» **OBJECTIF DE L'EXERCICE**:
Recopiez intégralement les lignes ci-dessous, depuis le début jusqu'à la ligne contenant « [199,238,234,289] », celle-ci incluse. Décalez chaque coordonnée des réponses de -49.

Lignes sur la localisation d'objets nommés
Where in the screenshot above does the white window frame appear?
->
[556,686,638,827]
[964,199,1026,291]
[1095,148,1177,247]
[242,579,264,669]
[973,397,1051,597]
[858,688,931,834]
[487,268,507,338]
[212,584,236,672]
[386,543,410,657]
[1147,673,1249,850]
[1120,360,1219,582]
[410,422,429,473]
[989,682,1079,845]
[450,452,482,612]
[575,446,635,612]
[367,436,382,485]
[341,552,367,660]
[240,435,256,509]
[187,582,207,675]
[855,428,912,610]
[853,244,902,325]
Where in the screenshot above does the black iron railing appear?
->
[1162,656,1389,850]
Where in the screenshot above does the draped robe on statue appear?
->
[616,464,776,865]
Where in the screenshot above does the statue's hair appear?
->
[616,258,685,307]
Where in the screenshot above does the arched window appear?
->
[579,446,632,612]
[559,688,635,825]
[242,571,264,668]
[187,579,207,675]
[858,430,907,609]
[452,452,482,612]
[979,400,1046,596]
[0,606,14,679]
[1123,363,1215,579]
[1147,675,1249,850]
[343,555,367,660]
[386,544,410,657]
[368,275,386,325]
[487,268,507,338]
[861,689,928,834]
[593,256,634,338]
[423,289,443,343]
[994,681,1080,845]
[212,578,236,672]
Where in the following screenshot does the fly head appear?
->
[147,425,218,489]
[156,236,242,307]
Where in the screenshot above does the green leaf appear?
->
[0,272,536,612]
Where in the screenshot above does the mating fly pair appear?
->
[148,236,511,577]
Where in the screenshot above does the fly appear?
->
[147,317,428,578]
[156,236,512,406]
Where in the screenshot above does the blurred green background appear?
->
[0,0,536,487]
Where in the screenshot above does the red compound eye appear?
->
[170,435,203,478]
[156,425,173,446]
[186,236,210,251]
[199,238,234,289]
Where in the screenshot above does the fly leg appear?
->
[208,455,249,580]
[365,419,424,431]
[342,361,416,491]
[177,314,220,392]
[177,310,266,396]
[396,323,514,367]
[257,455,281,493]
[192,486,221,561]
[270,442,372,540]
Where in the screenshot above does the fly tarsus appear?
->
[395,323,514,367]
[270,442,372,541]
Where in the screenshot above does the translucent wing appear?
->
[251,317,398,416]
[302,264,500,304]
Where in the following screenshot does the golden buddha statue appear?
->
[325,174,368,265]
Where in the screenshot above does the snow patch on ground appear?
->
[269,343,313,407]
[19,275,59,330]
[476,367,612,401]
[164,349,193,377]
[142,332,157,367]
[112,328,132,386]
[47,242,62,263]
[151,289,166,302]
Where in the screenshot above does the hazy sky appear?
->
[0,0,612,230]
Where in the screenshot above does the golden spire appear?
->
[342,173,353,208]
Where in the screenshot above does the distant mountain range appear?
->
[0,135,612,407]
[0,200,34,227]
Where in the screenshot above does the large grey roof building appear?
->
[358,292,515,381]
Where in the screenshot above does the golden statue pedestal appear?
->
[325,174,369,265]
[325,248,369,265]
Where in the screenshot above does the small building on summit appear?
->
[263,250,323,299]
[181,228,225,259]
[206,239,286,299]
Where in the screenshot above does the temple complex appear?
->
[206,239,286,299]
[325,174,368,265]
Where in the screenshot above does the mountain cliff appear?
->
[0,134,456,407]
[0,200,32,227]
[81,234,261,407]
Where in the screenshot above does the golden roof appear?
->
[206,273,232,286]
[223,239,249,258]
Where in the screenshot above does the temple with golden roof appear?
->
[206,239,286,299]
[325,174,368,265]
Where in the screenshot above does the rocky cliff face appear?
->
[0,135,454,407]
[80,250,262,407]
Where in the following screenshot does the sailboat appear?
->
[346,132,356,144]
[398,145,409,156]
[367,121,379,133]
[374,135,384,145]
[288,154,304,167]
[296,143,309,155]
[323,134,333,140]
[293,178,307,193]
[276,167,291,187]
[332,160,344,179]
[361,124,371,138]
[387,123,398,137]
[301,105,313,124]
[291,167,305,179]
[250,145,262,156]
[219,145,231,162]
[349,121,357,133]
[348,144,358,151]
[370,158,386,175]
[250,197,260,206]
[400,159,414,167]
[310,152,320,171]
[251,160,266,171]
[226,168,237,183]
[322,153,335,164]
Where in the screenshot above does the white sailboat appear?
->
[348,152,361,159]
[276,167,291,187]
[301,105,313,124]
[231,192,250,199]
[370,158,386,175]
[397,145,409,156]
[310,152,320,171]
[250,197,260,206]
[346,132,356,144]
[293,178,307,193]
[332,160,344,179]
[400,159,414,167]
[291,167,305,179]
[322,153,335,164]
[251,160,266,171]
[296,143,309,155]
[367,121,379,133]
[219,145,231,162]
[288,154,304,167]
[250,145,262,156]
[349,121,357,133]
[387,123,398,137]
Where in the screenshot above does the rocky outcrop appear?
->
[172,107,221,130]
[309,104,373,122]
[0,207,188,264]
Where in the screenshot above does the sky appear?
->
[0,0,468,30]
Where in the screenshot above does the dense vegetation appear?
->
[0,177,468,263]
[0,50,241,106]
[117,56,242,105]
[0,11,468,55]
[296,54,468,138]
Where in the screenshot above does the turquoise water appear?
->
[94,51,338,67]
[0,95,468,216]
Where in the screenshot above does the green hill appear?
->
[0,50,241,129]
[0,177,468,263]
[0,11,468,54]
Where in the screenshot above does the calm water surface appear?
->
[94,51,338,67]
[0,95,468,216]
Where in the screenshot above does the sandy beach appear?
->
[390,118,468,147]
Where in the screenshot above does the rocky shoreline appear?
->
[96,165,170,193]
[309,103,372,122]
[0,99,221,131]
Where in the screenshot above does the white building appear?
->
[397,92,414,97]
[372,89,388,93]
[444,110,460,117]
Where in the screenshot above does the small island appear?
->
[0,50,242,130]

» **RÉPONSE RÉDIGÉE**:
Where in the screenshot above does the white window frame appear?
->
[507,637,589,778]
[915,150,977,242]
[1046,99,1128,198]
[193,530,215,620]
[924,348,1002,548]
[809,639,882,785]
[438,219,458,289]
[163,535,187,623]
[337,494,361,608]
[1098,624,1200,801]
[1071,311,1170,533]
[361,373,380,424]
[940,633,1030,796]
[401,403,433,563]
[526,397,586,563]
[318,387,333,436]
[292,503,318,611]
[191,386,207,460]
[138,533,158,626]
[806,379,863,561]
[804,195,853,276]
Where in the screenshot above does the black iron railing appear?
->
[1113,607,1340,801]
Where in the screenshot above does the draped robe on statue appear?
->
[567,415,727,816]
Where in the screenshot above does the statue's hair appear?
->
[567,209,636,258]
Where in the screenshot above does the arched window appear?
->
[530,397,583,563]
[510,639,586,776]
[193,522,215,619]
[138,530,158,626]
[809,381,858,560]
[403,403,433,563]
[930,351,997,547]
[-49,557,-35,630]
[1074,314,1166,530]
[1098,626,1200,801]
[294,506,318,611]
[337,495,361,608]
[319,226,337,276]
[438,219,458,289]
[812,640,879,785]
[544,207,585,289]
[374,240,394,294]
[945,632,1031,796]
[163,529,187,623]
Where in the following screenshot does the fly head appear?
->
[98,376,169,440]
[107,187,193,258]
Where in the screenshot above does the green leaf appear?
->
[-49,223,487,563]
Where in the screenshot above does the mating fly pair appear?
->
[99,187,462,528]
Where in the screenshot above does the fly appear?
->
[98,268,379,529]
[107,187,463,357]
Where in the screenshot above does the blurred green background appear?
->
[-49,-49,487,438]
Where in the screenshot above does the red compound eye appear?
->
[121,386,154,429]
[107,376,124,397]
[137,187,161,202]
[150,189,185,240]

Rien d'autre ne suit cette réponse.